* **Task**:
State how many lines in the entries below contain "tree". Write nothing but the number.

* **Data to use**:
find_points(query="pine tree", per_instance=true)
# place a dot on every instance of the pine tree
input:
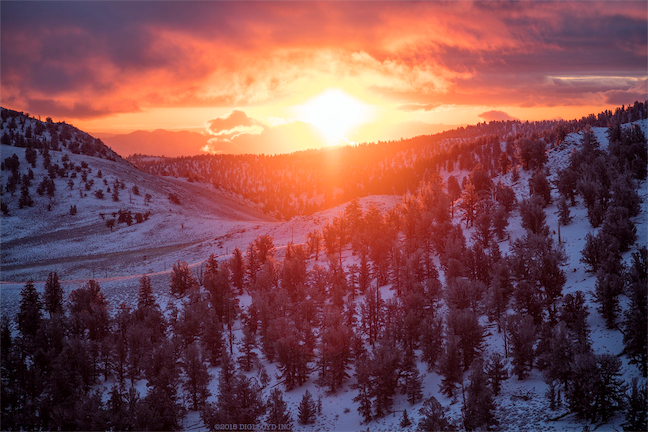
(496, 372)
(465, 325)
(521, 338)
(335, 353)
(563, 211)
(635, 323)
(450, 366)
(237, 268)
(636, 418)
(574, 313)
(608, 288)
(278, 413)
(196, 376)
(30, 315)
(181, 279)
(365, 388)
(595, 391)
(307, 409)
(433, 418)
(405, 420)
(431, 340)
(412, 384)
(248, 355)
(212, 337)
(478, 410)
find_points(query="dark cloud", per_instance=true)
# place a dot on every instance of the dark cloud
(284, 138)
(237, 119)
(495, 115)
(79, 110)
(84, 55)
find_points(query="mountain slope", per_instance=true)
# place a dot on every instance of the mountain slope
(45, 233)
(159, 143)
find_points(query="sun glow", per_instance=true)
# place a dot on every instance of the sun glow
(335, 113)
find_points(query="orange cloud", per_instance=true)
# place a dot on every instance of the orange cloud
(97, 59)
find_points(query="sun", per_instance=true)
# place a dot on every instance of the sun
(335, 113)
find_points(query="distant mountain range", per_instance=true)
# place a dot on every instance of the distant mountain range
(282, 139)
(158, 143)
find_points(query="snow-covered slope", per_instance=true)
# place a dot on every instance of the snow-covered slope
(209, 221)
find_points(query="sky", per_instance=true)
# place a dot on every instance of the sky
(267, 77)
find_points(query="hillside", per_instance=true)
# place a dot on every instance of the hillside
(378, 305)
(302, 183)
(44, 233)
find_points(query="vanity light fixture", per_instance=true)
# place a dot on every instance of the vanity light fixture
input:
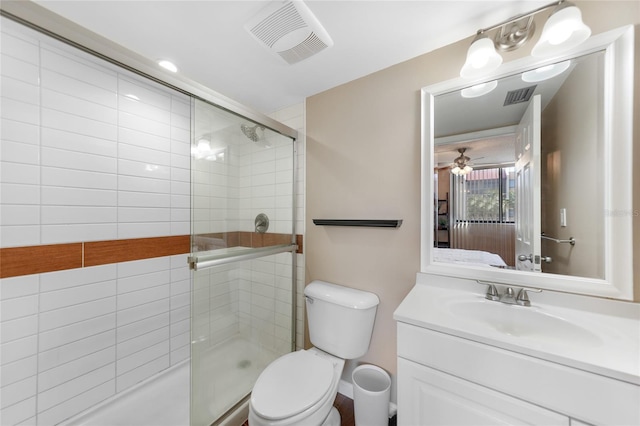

* **Exercise solution**:
2